(Pointing and labeling entries)
»»

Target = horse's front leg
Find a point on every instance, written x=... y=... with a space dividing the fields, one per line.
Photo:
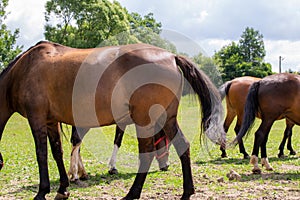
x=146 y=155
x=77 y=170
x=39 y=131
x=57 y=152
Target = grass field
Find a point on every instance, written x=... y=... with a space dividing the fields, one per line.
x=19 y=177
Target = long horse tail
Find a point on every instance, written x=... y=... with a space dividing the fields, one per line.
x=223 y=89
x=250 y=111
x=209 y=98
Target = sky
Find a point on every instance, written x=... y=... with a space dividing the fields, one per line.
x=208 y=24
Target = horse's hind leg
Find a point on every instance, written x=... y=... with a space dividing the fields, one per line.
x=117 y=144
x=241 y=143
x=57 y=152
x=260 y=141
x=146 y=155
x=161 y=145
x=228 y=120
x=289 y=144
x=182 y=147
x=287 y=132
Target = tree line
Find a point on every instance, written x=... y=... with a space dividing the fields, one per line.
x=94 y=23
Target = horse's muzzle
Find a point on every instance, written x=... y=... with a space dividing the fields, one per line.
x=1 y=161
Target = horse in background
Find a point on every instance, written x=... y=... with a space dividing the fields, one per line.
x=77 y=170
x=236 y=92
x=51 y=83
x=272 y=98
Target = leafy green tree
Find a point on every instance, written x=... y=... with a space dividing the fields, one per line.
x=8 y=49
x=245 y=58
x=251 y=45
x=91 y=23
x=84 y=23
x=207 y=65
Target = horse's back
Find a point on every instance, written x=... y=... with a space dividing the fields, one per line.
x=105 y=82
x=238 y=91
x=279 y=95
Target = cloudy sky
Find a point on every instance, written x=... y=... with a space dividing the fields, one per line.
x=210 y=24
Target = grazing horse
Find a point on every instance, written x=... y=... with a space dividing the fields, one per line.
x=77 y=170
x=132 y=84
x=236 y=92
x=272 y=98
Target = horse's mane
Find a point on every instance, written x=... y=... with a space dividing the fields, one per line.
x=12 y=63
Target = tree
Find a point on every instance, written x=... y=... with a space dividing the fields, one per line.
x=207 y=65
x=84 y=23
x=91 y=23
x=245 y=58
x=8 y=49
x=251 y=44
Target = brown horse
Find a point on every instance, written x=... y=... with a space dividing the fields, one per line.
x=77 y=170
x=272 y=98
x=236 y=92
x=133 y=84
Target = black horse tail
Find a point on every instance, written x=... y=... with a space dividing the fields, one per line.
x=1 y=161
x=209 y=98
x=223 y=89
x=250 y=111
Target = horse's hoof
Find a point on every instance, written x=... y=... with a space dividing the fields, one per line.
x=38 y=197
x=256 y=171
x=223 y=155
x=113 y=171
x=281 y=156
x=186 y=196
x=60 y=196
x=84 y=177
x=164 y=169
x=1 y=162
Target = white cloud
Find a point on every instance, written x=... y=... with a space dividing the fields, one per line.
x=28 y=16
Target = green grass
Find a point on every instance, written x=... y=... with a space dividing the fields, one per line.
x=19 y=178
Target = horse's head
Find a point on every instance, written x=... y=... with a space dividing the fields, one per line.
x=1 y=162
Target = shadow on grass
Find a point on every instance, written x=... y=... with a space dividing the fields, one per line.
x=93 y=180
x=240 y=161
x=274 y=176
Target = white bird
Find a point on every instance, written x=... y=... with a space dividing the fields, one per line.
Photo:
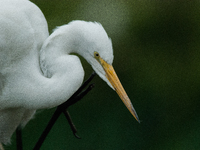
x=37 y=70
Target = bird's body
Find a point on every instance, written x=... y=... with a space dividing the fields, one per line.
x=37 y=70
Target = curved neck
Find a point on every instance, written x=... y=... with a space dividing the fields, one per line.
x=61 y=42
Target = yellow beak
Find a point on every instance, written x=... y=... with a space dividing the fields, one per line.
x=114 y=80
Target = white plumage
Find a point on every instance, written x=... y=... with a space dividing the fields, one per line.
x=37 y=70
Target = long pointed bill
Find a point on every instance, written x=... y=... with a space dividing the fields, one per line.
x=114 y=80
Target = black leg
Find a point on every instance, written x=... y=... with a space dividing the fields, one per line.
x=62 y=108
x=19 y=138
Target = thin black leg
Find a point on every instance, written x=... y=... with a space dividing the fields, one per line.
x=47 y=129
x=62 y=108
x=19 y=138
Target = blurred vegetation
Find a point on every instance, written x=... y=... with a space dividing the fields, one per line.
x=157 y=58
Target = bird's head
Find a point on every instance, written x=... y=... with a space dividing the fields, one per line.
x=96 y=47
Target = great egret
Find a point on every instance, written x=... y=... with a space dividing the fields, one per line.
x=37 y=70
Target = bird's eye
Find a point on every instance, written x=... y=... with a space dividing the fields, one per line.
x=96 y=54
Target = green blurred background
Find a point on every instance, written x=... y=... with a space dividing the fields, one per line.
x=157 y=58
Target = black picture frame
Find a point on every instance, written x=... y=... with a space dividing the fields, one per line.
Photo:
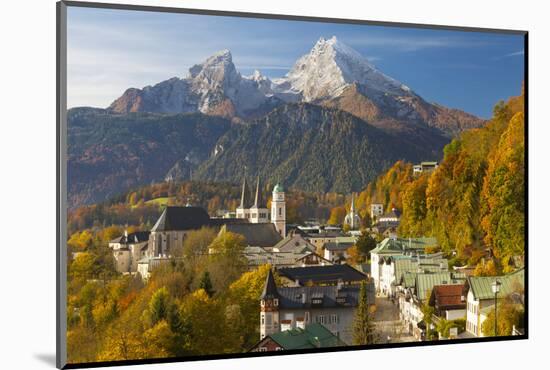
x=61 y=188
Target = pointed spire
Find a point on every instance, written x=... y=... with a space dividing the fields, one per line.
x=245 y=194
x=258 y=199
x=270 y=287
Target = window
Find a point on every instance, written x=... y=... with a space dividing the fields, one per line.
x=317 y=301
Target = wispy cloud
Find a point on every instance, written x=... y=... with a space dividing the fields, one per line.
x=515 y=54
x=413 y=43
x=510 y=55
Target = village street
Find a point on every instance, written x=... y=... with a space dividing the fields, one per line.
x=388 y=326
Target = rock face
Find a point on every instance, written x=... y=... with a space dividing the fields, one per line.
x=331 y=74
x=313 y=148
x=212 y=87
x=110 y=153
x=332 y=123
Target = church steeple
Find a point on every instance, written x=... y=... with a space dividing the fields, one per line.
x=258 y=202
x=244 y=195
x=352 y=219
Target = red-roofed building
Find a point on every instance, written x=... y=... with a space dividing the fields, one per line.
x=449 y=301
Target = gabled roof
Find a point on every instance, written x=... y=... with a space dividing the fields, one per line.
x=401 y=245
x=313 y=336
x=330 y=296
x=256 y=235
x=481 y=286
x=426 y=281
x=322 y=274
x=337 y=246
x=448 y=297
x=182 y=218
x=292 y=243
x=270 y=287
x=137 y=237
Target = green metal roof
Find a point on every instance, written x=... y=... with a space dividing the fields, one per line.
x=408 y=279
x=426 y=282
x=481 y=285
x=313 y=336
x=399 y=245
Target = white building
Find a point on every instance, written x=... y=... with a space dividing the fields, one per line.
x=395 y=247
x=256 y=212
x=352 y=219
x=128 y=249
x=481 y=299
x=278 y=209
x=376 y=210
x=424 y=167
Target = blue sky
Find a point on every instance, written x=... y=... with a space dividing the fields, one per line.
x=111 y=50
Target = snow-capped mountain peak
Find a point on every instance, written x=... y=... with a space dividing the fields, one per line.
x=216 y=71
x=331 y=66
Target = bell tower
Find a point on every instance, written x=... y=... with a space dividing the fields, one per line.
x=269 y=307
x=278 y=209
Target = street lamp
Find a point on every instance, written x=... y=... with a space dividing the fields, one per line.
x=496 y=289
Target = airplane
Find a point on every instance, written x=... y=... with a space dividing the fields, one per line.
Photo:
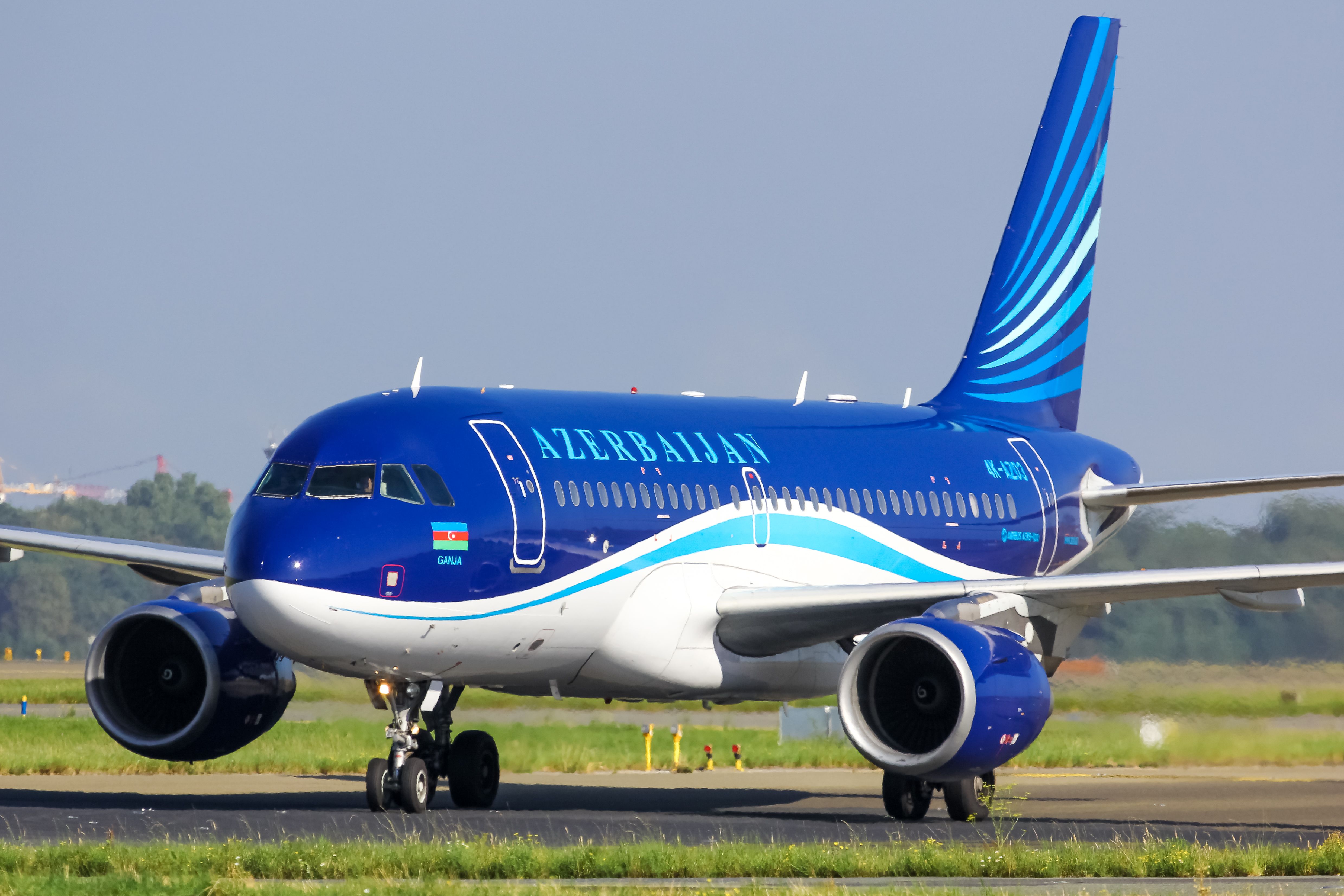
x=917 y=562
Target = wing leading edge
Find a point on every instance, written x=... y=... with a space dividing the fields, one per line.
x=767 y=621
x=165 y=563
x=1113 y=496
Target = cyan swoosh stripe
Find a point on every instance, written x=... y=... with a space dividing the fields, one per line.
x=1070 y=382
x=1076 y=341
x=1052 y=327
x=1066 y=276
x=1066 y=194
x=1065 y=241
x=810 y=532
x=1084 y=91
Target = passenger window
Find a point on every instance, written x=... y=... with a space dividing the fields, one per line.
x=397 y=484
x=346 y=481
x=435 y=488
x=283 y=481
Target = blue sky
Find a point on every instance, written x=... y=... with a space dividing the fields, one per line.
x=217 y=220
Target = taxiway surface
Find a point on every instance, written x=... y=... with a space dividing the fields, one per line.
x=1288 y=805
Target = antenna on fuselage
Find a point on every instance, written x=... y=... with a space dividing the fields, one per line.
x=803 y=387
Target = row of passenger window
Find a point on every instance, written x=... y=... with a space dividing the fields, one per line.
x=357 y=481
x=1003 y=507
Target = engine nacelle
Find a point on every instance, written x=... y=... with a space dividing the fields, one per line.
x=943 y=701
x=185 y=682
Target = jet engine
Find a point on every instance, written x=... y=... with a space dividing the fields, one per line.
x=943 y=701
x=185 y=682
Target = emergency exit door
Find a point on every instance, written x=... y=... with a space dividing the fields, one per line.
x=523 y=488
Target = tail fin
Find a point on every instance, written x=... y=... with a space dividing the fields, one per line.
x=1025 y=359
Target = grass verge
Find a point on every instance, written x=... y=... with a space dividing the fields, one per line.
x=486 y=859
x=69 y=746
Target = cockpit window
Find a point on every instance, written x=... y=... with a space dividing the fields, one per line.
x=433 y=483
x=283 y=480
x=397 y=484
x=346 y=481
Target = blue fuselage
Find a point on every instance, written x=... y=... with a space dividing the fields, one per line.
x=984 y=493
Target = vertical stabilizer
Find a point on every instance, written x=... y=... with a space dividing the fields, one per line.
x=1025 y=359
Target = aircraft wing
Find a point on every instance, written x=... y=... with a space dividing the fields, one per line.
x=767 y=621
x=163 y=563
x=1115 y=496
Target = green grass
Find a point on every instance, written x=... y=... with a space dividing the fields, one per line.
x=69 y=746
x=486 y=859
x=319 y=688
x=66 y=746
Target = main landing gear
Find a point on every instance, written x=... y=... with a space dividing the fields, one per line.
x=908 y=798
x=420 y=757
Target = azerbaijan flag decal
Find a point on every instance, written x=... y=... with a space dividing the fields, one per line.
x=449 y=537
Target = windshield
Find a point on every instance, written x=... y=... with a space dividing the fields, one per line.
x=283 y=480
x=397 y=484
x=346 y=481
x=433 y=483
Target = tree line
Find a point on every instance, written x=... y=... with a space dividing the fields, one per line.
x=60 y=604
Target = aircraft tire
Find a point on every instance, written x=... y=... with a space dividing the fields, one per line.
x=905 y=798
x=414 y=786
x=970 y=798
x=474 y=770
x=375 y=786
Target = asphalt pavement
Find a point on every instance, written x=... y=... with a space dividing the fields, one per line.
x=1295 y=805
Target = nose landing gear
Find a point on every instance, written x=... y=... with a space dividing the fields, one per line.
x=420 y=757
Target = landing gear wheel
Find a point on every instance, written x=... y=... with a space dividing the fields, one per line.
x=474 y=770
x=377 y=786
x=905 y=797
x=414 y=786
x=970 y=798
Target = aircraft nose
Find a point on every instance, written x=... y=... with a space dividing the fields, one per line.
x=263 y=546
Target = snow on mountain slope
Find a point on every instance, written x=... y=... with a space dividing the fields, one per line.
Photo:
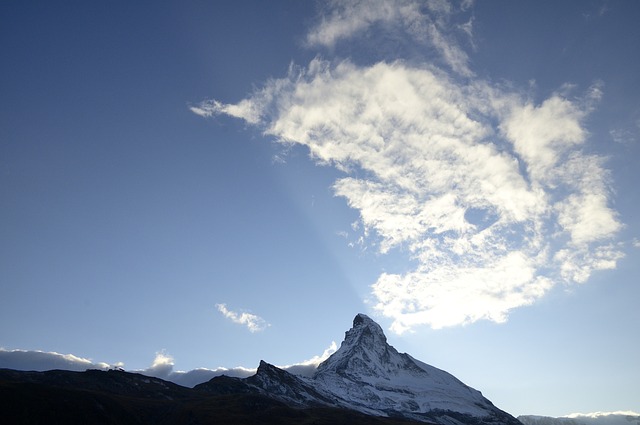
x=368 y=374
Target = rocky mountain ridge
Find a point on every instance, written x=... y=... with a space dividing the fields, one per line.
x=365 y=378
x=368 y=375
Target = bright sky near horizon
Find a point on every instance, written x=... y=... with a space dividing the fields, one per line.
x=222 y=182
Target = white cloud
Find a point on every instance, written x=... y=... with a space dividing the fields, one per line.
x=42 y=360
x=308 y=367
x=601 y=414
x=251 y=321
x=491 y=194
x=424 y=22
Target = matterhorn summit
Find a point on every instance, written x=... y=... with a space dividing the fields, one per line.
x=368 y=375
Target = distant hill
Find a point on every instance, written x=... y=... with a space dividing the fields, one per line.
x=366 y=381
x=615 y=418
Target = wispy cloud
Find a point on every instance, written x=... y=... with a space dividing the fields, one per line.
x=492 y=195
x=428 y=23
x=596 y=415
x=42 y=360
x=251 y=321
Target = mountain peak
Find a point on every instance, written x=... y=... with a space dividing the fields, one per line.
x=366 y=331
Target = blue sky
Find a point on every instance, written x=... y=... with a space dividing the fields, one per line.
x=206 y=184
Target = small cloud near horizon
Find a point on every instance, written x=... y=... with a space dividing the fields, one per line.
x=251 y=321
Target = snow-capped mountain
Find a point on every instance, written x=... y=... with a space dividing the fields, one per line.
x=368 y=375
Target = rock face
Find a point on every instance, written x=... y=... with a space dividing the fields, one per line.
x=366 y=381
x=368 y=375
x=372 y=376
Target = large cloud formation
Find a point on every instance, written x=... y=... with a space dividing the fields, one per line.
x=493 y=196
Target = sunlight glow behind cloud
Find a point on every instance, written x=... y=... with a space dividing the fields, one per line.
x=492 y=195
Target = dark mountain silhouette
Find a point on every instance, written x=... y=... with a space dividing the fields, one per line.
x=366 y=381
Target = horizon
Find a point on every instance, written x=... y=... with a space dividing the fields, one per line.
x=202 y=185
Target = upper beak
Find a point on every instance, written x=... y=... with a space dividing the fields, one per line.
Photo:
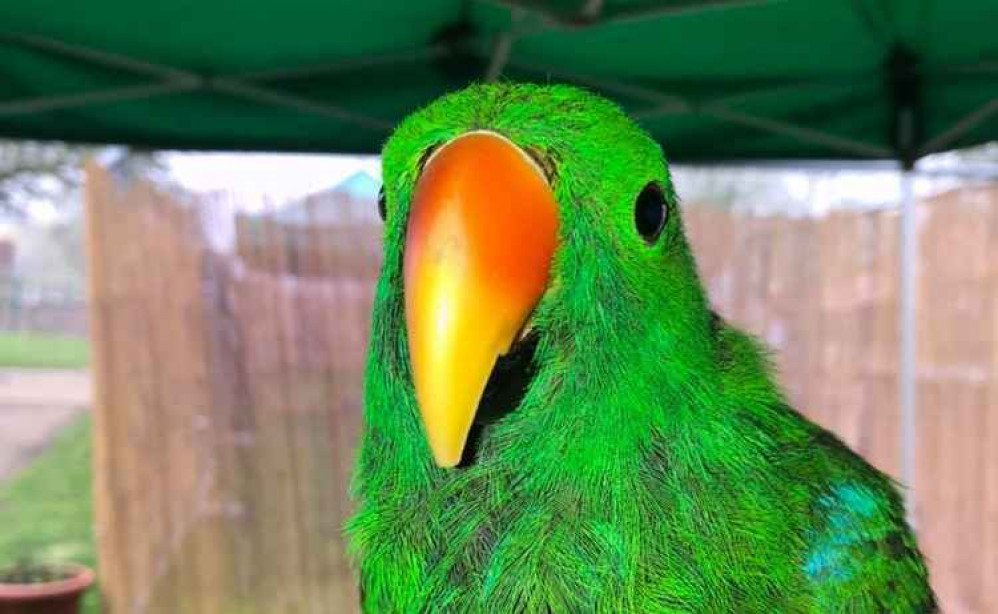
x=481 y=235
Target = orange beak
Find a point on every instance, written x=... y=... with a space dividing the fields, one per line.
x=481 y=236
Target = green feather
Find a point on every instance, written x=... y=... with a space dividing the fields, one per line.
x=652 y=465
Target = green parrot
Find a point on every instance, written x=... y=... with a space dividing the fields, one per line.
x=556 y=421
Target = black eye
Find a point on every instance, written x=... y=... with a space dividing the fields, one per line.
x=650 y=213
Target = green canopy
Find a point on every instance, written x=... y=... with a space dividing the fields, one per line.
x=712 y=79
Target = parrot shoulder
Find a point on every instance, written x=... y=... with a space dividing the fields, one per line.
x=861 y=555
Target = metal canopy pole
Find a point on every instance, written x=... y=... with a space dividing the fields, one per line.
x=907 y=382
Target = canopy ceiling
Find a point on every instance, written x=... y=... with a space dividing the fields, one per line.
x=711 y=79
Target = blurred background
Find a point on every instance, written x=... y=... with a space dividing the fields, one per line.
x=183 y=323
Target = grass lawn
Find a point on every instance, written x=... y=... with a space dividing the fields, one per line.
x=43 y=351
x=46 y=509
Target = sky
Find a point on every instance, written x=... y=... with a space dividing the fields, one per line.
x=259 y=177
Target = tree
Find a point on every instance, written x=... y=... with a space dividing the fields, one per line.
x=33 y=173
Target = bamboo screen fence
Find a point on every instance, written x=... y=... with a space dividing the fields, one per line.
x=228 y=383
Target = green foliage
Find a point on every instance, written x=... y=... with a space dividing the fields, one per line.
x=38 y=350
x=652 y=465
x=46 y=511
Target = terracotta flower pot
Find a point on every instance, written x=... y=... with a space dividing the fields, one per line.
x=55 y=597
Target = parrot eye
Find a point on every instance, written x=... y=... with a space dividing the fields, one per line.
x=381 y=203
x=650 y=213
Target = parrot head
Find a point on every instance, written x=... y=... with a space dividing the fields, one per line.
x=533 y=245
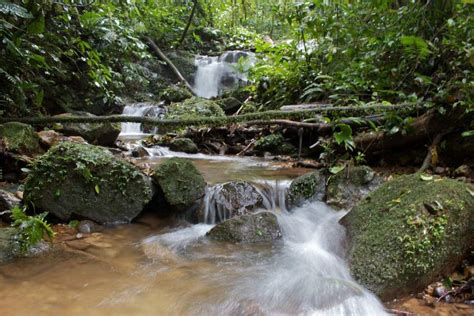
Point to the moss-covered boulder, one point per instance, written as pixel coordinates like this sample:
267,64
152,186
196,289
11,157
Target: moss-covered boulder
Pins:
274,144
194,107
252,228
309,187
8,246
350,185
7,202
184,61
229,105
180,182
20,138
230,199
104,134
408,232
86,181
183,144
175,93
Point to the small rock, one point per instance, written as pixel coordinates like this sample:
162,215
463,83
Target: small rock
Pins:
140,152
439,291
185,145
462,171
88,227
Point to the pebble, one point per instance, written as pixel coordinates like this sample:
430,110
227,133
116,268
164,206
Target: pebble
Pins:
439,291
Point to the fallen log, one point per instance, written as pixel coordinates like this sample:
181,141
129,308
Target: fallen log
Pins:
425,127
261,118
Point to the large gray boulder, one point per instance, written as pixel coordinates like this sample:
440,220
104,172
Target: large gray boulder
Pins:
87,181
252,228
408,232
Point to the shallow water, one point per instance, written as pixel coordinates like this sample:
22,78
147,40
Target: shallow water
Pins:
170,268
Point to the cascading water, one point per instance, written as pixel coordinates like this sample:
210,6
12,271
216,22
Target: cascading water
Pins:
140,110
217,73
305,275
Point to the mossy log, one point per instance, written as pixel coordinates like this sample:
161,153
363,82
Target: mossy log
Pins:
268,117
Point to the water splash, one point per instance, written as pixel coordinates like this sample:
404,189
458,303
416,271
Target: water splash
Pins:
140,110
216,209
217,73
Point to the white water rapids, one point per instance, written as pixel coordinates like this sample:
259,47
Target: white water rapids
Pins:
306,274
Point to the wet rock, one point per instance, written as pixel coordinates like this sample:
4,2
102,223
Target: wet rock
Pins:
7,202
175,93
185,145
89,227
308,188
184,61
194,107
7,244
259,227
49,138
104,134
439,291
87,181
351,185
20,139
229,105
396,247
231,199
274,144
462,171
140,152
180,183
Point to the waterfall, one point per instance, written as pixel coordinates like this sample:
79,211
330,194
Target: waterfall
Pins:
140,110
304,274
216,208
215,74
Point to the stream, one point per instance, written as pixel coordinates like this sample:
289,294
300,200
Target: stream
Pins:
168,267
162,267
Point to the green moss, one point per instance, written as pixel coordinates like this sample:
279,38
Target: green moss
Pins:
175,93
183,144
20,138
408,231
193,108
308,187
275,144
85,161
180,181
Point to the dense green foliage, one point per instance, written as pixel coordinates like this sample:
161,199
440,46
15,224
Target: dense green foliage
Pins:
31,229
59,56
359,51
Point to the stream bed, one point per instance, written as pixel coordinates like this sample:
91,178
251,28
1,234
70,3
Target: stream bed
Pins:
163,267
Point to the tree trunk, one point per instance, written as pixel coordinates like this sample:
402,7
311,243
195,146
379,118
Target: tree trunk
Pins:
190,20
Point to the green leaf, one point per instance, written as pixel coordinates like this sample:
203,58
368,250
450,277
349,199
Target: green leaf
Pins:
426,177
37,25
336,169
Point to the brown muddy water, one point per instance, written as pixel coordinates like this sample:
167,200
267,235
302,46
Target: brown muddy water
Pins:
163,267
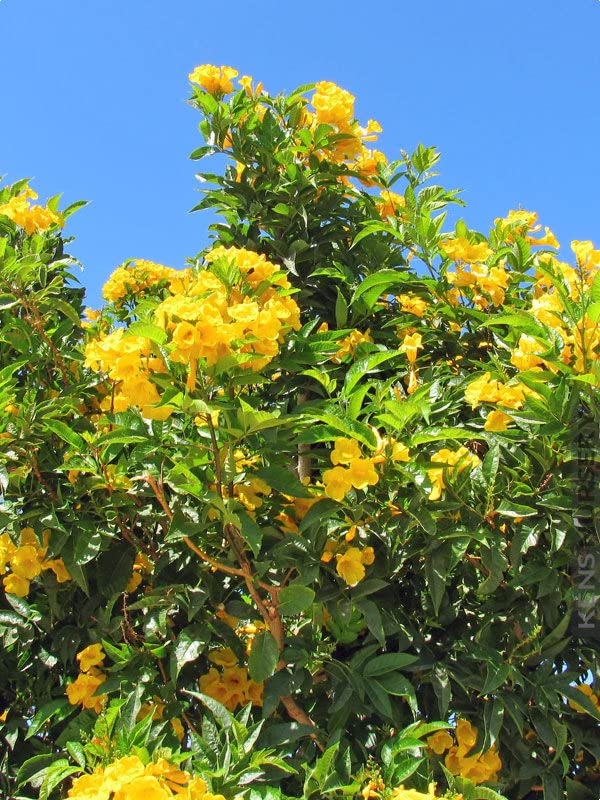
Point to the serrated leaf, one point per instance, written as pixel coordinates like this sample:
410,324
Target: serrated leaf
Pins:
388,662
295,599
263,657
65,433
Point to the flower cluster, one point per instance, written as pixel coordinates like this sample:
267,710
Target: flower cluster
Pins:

««

_TASK DESCRIPTION:_
Can you reproduce the listing from the line containing "Point to the wet" through the end of the listing, requests included, with every pin coordinate multiplied by 0.6 and rounded to a whole number (halves round up)? Keep the sample numbers inside the requests unchanged, and leave out the picture lines.

_SOLUTION:_
Point to the wet rock, one point per instance, written as pixel coordinates like this sample:
4,2
102,223
Target: wet rock
Pins:
4,121
105,56
111,87
53,136
185,113
110,37
116,64
4,146
155,136
29,83
62,80
263,175
52,109
211,111
12,83
137,63
238,148
139,119
164,86
277,103
84,91
108,110
Point to the waterfall, one point per instance, written as pixel coordinates like this sample:
79,211
330,194
Target: waterfall
Pins:
84,66
182,164
130,125
129,44
Point to the stream, one point per instance, written as pixel coordinates like this sample:
289,294
300,200
Target: stream
Pins:
101,160
97,160
Point to the green moss, one point per instance, written as pixel coordinates like this sample:
279,38
Target: green moss
Pins:
105,56
110,86
12,83
245,139
116,65
185,112
165,86
51,97
108,109
Point to the dense green foliage, one point per instance, written as pixel coordinates like this sample:
161,199
440,46
15,224
Target: dense green foliage
Pins:
19,137
35,34
215,31
Point to the stream bed, one point per instance, written as pixel coordinates like this sample:
91,178
251,28
1,234
70,3
Target: stream bed
Pins:
98,160
Point to the tree trunk, one point per instance, written as pixel coordinates like this sample:
402,7
311,243
195,146
379,118
Target: tree trunk
Pins:
114,12
Point to the green leaf, one point per instance, written as pixel coordinates like this sample:
203,58
368,250
450,277
349,199
Target: green leaf
Pins:
256,106
22,15
202,101
Point to the brown muddy water, one point per instance, written as pixel coordinates like this sample:
167,200
267,235
302,46
Target: brown muddy water
Pins:
98,160
Point to the serrated leaf, one point per instance, written as pixel coordinates like this sample:
410,324
Target: serrated leaf
Pins:
233,397
177,359
158,394
39,260
Point to the flower cluster, one point per instance, written as pixel coordinates like this sample:
267,710
Target: flower cluster
Pins:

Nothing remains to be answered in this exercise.